Task objective: Would you please return every line from the listing that contains the word "mowed"?

*** Opening Task input ***

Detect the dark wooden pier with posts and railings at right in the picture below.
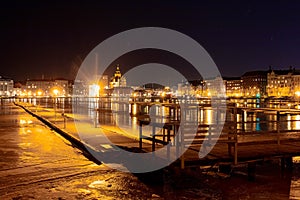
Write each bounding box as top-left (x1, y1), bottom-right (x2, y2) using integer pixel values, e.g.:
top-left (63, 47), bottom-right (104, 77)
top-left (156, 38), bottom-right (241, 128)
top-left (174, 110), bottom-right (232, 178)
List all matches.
top-left (15, 95), bottom-right (300, 180)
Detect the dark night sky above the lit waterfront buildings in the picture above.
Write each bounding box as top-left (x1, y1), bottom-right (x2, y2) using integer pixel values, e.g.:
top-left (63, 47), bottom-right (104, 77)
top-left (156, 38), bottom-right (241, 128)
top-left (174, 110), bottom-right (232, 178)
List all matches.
top-left (0, 1), bottom-right (300, 80)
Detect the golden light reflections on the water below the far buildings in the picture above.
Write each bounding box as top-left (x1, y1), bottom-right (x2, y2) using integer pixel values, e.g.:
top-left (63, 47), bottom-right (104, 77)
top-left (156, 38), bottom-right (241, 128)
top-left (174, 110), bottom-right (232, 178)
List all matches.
top-left (16, 97), bottom-right (300, 132)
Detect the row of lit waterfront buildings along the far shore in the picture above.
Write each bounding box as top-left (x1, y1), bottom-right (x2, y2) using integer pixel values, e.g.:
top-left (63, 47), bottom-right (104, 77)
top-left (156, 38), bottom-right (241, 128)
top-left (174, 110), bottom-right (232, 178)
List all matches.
top-left (7, 66), bottom-right (300, 100)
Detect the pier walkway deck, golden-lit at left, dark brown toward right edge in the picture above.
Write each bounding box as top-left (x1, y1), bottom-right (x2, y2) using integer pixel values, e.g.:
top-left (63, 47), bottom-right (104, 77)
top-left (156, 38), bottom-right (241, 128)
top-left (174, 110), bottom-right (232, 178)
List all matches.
top-left (13, 102), bottom-right (300, 175)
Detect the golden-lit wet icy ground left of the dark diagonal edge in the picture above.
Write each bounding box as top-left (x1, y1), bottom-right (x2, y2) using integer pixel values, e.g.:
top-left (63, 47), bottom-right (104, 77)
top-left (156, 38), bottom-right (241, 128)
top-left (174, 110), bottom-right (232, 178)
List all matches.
top-left (0, 104), bottom-right (161, 199)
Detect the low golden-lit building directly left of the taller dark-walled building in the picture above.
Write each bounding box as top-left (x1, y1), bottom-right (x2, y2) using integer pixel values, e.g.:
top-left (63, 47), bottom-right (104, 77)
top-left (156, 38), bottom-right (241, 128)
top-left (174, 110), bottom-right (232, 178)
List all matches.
top-left (223, 77), bottom-right (244, 97)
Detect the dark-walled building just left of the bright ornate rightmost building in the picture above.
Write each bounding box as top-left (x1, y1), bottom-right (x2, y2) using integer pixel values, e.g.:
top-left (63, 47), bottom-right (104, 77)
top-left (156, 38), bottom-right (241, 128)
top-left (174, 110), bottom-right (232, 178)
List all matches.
top-left (241, 71), bottom-right (268, 97)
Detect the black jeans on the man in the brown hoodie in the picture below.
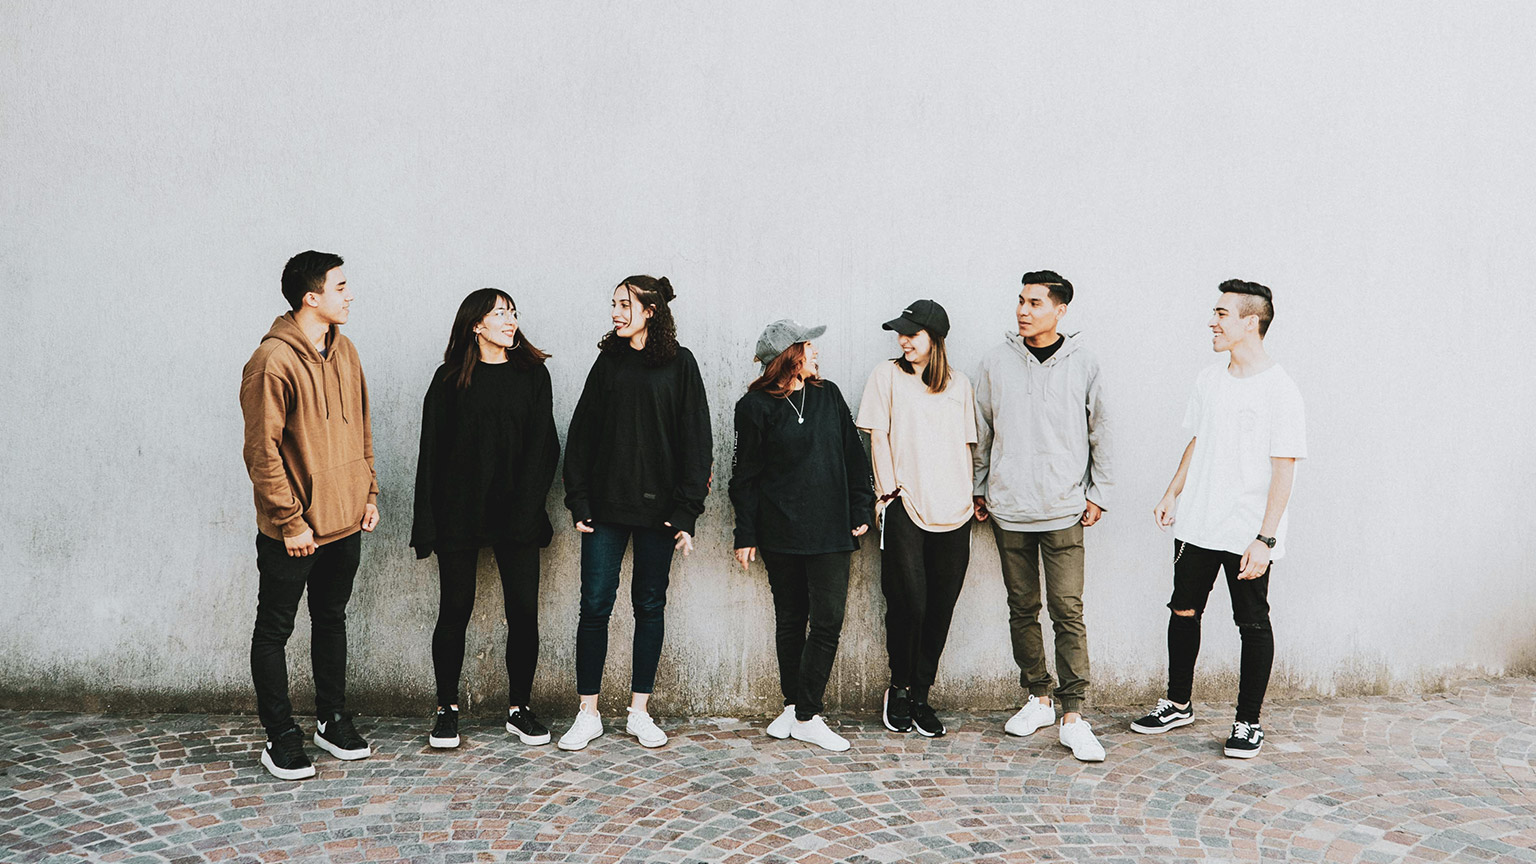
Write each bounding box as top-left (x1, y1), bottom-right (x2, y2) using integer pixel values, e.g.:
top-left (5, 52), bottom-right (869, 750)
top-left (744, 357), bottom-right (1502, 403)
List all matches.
top-left (250, 533), bottom-right (362, 735)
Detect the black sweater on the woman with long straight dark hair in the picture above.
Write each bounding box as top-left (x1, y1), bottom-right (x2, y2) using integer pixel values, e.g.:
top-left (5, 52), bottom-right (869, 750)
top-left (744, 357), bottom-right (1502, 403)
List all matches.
top-left (410, 363), bottom-right (561, 558)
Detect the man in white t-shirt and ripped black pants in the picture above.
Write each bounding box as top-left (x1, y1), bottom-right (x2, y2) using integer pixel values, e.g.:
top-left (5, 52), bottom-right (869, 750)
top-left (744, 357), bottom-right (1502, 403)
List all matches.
top-left (1130, 280), bottom-right (1307, 759)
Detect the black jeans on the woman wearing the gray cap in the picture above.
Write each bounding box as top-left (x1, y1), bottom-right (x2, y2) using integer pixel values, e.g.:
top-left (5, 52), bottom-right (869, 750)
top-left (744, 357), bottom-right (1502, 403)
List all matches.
top-left (763, 552), bottom-right (852, 721)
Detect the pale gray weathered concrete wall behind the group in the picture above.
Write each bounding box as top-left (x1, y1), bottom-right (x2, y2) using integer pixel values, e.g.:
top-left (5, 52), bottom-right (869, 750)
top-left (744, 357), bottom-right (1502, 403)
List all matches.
top-left (0, 0), bottom-right (1536, 713)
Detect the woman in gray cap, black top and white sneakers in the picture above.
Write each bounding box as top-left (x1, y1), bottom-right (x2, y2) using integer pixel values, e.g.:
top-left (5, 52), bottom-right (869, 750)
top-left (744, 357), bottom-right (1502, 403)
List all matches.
top-left (730, 318), bottom-right (878, 752)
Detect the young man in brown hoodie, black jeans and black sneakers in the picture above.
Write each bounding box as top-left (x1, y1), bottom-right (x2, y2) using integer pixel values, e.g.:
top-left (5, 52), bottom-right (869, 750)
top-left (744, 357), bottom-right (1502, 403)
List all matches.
top-left (240, 251), bottom-right (379, 779)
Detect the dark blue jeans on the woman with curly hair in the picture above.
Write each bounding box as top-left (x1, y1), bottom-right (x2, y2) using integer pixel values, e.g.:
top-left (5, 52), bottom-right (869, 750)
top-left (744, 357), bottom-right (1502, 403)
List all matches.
top-left (576, 521), bottom-right (676, 696)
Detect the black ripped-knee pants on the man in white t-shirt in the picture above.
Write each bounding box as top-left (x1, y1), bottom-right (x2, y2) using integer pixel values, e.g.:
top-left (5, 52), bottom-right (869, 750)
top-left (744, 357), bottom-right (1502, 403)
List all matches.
top-left (1167, 540), bottom-right (1275, 723)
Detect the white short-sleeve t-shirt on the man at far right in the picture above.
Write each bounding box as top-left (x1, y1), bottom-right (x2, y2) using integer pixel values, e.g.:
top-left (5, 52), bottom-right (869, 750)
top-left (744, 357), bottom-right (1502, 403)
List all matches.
top-left (1174, 361), bottom-right (1307, 561)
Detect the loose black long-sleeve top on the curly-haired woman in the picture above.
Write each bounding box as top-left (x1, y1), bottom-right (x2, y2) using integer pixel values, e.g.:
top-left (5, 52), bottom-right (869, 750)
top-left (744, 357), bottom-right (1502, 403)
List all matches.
top-left (565, 344), bottom-right (714, 533)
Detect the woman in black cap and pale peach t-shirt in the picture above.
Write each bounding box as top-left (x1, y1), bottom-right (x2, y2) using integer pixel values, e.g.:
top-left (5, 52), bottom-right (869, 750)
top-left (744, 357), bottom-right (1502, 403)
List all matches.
top-left (859, 300), bottom-right (975, 738)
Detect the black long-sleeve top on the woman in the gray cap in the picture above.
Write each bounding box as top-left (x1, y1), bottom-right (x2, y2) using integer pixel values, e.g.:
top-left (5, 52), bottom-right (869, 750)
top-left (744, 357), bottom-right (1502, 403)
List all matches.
top-left (730, 381), bottom-right (874, 555)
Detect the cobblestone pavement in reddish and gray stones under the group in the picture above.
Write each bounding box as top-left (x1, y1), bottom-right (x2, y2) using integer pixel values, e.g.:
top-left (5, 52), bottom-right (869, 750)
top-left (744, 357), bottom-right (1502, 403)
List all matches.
top-left (0, 678), bottom-right (1536, 864)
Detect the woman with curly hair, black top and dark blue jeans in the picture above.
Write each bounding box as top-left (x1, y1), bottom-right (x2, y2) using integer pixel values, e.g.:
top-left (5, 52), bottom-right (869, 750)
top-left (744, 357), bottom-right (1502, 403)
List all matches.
top-left (559, 275), bottom-right (714, 750)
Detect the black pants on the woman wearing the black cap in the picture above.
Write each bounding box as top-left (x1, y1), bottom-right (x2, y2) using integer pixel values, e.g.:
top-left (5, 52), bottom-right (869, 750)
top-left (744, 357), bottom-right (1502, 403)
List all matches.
top-left (880, 500), bottom-right (971, 703)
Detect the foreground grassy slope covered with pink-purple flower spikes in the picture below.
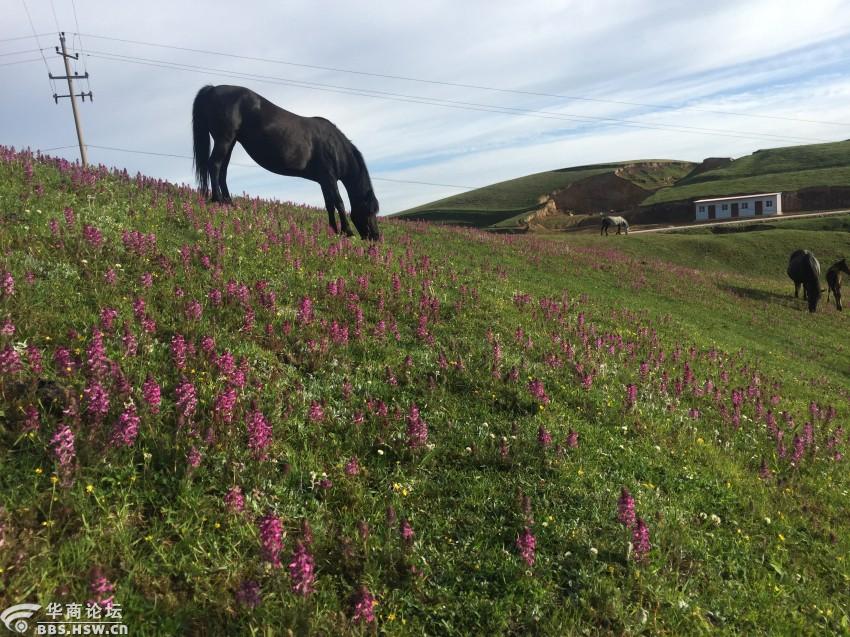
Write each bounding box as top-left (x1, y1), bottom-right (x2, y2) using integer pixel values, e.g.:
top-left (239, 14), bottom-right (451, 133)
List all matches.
top-left (0, 148), bottom-right (850, 636)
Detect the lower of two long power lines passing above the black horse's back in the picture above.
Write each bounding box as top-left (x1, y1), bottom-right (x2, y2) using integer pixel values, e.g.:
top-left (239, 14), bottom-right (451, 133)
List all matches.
top-left (83, 51), bottom-right (833, 143)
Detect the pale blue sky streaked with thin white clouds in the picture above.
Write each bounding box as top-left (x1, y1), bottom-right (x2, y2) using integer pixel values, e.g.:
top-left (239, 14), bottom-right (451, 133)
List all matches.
top-left (0, 0), bottom-right (850, 214)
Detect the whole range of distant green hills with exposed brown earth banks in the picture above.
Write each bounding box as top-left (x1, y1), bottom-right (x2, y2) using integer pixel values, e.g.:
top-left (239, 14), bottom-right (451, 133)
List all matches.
top-left (397, 141), bottom-right (850, 229)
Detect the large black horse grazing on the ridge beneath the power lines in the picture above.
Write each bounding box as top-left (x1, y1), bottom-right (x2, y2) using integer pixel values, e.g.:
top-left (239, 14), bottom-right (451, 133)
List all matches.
top-left (192, 85), bottom-right (380, 240)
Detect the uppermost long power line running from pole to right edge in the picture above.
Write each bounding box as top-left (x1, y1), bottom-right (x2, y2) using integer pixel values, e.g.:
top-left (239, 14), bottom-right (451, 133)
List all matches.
top-left (78, 34), bottom-right (850, 126)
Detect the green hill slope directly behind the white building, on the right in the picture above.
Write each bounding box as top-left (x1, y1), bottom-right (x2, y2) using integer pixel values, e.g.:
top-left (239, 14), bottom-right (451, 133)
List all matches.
top-left (644, 141), bottom-right (850, 205)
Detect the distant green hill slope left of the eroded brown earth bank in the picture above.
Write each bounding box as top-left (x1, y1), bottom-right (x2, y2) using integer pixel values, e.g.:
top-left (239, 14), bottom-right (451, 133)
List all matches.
top-left (396, 160), bottom-right (691, 227)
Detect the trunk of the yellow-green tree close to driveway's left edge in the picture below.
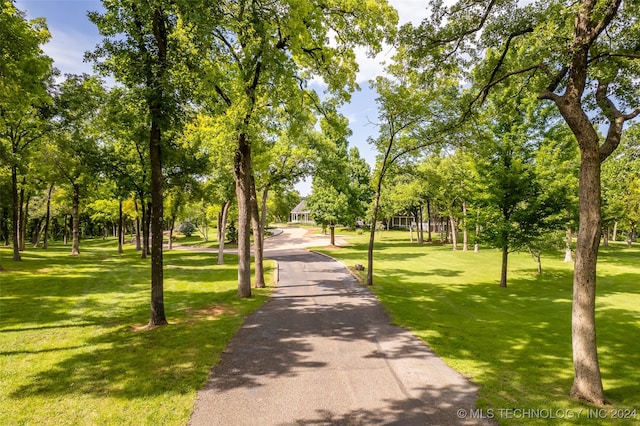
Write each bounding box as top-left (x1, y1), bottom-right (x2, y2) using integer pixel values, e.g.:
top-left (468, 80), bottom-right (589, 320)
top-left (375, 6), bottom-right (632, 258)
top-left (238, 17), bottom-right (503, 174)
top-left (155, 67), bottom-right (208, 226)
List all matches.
top-left (234, 132), bottom-right (252, 298)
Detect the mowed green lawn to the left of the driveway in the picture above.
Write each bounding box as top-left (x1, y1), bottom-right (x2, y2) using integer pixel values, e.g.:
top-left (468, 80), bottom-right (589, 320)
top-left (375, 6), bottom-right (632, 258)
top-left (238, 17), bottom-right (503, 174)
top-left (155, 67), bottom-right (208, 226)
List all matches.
top-left (0, 240), bottom-right (273, 425)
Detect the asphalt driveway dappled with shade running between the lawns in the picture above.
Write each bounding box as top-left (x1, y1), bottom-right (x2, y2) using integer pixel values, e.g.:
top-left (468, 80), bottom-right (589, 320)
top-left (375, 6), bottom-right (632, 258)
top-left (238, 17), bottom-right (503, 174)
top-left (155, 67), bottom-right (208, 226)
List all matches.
top-left (190, 232), bottom-right (488, 426)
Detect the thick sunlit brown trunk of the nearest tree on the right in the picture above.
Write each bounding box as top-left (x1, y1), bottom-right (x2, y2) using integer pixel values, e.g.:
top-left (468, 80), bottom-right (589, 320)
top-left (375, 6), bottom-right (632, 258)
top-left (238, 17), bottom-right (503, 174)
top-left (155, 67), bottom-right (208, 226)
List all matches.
top-left (571, 148), bottom-right (605, 405)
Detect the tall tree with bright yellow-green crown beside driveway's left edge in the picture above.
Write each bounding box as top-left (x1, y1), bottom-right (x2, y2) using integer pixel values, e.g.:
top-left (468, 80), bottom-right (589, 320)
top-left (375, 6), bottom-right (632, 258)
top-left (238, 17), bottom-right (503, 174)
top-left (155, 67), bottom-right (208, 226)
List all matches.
top-left (190, 0), bottom-right (397, 297)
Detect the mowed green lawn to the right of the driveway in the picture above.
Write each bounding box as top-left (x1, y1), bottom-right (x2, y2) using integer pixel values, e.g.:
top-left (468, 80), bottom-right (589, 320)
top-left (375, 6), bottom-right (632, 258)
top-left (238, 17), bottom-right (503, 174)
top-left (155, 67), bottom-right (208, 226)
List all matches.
top-left (316, 231), bottom-right (640, 425)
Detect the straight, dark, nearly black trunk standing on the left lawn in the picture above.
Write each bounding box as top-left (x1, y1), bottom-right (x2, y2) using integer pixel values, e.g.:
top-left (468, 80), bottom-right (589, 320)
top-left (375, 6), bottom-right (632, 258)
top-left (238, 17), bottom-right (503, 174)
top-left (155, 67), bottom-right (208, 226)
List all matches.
top-left (149, 121), bottom-right (167, 327)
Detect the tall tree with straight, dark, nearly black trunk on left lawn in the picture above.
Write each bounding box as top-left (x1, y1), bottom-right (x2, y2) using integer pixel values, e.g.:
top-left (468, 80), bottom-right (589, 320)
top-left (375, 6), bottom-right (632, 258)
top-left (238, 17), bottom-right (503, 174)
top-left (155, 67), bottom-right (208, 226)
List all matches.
top-left (88, 0), bottom-right (193, 327)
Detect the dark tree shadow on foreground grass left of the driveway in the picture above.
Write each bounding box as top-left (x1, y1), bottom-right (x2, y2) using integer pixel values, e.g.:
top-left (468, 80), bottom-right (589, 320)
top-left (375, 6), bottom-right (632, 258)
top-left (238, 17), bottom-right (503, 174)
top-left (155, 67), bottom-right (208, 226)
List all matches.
top-left (10, 291), bottom-right (257, 400)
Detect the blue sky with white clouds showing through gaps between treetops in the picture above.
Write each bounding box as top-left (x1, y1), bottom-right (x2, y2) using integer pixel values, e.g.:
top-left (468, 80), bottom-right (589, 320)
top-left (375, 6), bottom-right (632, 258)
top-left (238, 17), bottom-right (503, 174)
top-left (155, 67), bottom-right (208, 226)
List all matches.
top-left (16, 0), bottom-right (427, 195)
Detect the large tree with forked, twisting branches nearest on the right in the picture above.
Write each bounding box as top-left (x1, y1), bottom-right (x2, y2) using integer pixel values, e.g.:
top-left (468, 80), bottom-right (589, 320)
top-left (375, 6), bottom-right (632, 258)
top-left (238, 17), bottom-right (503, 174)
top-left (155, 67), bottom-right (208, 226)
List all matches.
top-left (405, 0), bottom-right (640, 404)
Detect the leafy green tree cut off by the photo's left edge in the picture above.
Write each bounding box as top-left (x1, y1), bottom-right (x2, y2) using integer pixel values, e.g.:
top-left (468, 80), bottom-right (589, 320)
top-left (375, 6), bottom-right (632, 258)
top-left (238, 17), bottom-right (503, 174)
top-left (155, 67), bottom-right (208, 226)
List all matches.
top-left (0, 0), bottom-right (52, 261)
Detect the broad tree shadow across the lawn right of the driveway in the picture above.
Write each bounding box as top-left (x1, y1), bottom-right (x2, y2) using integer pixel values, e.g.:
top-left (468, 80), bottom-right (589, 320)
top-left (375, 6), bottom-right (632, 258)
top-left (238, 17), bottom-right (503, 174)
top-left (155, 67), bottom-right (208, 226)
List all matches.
top-left (374, 269), bottom-right (640, 418)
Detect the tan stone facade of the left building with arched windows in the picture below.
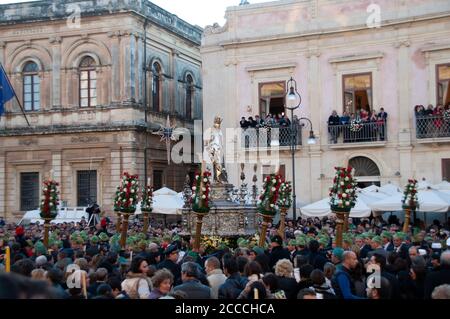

*** Closing Task input ***

Your response:
Detect the mowed green lawn to the left of the driveway in the picture above.
Detect the mowed green lawn to the right of the driveway in the picture above.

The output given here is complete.